Instructions to follow>
Once you find the line containing "Thanks for the photo. Could you please mark the water" in the data below, copy it and each following line exactly, up to and including the line containing "Thanks for the photo. Could you please mark the pool", and nothing else.

Dataset content>

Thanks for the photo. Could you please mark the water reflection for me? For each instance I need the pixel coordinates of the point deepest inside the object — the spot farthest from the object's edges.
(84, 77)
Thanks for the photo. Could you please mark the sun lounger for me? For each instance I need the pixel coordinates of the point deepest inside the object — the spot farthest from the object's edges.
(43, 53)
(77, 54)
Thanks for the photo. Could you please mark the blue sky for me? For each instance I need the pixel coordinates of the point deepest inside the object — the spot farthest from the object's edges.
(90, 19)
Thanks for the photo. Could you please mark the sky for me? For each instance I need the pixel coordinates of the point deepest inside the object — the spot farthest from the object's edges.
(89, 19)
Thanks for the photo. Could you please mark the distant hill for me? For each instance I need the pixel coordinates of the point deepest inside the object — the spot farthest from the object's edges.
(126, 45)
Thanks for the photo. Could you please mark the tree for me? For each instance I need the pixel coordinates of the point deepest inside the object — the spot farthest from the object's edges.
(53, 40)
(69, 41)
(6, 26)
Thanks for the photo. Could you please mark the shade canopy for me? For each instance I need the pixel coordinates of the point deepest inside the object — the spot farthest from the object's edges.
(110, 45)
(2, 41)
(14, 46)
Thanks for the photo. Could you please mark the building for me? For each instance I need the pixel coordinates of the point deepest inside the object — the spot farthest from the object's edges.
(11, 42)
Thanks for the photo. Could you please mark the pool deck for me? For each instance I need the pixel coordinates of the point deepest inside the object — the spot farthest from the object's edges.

* * *

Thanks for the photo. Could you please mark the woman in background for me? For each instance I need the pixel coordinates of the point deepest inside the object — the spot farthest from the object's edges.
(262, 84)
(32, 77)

* * *

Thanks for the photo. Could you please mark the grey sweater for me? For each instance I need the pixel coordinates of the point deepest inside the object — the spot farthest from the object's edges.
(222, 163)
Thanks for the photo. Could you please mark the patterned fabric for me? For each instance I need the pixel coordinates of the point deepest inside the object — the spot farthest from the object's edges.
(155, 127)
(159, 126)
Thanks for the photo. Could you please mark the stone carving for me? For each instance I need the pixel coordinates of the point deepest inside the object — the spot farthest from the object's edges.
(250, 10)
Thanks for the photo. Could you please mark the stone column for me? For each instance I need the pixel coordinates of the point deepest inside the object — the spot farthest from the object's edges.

Solution>
Thanks for the photo. Could you please mark the water reflection for me? For each instance I need the pixel coordinates of the point deepest inside the object — the spot farthest from the object's edges.
(84, 77)
Thanks for the photo. Could you please mark the sun lounger for me? For each instance I need the pixel coordinates of the point deepest inside the object — the spot farthest from the object's edges.
(43, 53)
(77, 54)
Thanks for the photo. Could you please mark the blue sky for me? For each instance I need the pixel coordinates of the point deepest inside the object — the spot farthest from the object's edges.
(90, 19)
Thanks for the photo. Could you please mark the sky for me? For each instance I need the pixel coordinates of the point deepest inside the object — the spot farthest from the object's edges.
(89, 19)
Thanks for the photo. Could you please mark the distant hill for me? For each instance I need the pixel coordinates of the point deepest inside the object — the spot farthest from the object's edges.
(126, 45)
Thanks for the photo. Could you please mark the tree for me? For each instance I need the pixel coordinates of the point deepest inside the object — the spot farthest from the object's edges.
(53, 40)
(69, 41)
(6, 26)
Thanks for the photo. Could you please mark the shade canopy for me? For each instance I need the pixel coordinates of the point deepest inside the object — the spot farthest from the object's edges.
(110, 45)
(2, 41)
(14, 46)
Thanks for the photo. Could you please mark the building for me? For each instance I need the pixel coordinates of the point deepest inside the object — the spot farthest from the object's edges.
(11, 42)
Thanks for the photo. Could you please mark the pool deck for me? For each instance I need the pixel coordinates of the point deepest inside the object — the spot farthest from the object's edges.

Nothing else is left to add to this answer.